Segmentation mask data
○ ○ ○ ○ ○

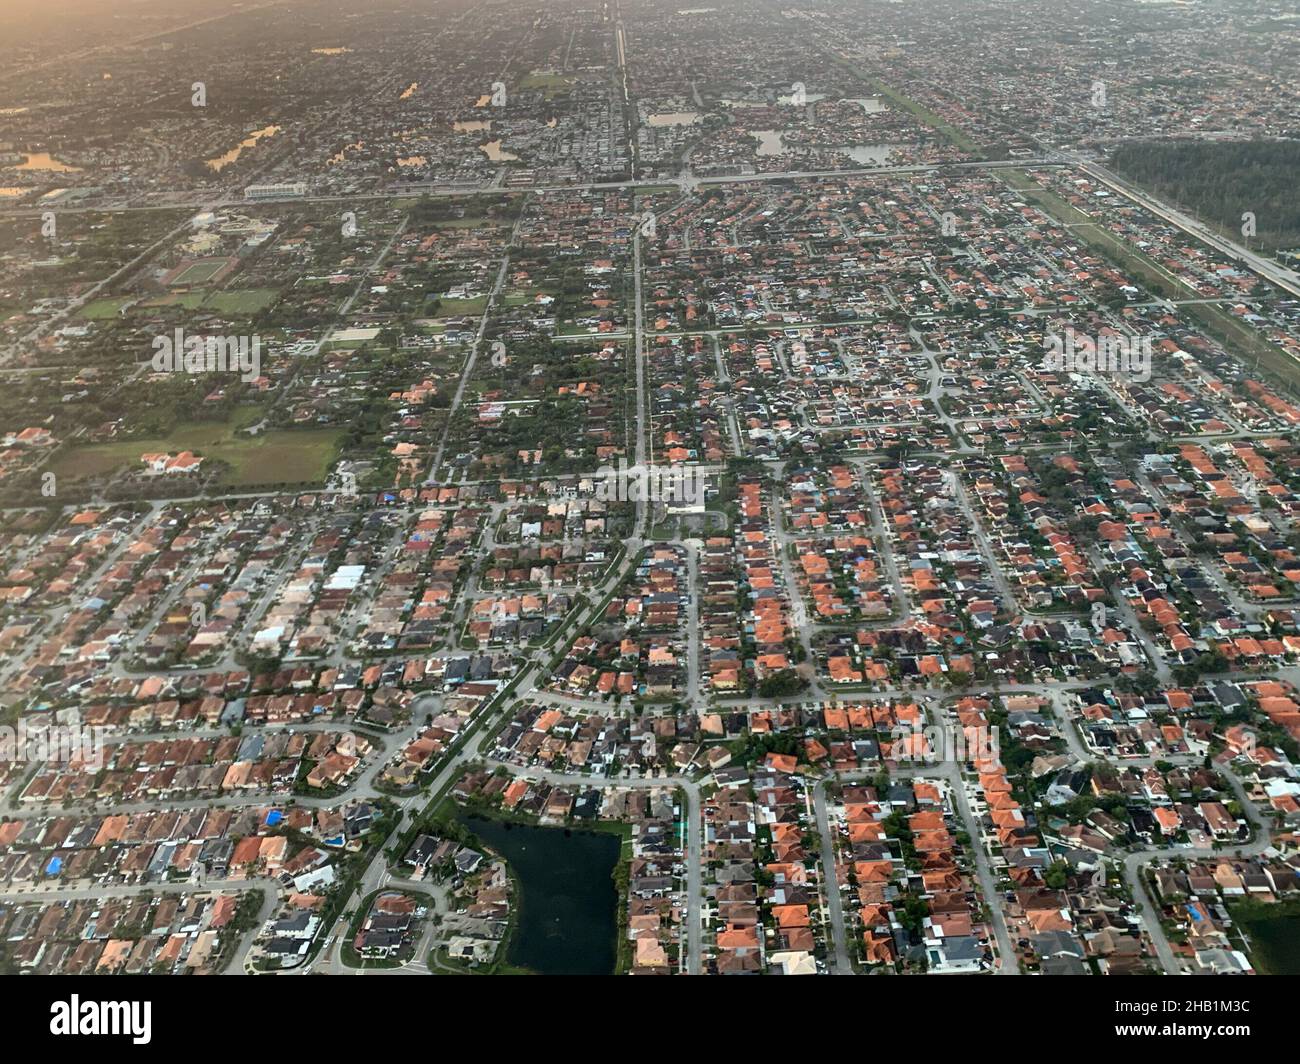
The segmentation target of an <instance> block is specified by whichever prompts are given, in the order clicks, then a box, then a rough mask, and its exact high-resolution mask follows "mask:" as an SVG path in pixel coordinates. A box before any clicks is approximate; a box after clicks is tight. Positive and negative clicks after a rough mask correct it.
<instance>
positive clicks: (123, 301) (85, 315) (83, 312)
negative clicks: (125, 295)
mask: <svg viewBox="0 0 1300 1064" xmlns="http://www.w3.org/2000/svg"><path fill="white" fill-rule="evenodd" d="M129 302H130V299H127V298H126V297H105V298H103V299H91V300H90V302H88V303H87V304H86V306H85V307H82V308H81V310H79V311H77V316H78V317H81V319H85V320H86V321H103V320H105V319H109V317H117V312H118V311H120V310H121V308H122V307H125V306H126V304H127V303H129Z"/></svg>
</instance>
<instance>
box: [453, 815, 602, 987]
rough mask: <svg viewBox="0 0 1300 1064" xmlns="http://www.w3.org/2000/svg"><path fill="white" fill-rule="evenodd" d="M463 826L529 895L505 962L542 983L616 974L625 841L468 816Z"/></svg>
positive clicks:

○ ○ ○ ○ ○

Scan the records above for the string "instance", then copy each line where it turns up.

* _SOLUTION BELOW_:
The segmentation target of an <instance> block is specified by whichever prompts are given, in the order clicks, then a box, then a rough mask, and its exact high-resolution mask follows "mask:" as an SVG path in pixel coordinates. A box before any clicks is approximate; a box after clicks is tight. Positive and negative clicks after a rough mask correct it.
<instance>
</instance>
<instance>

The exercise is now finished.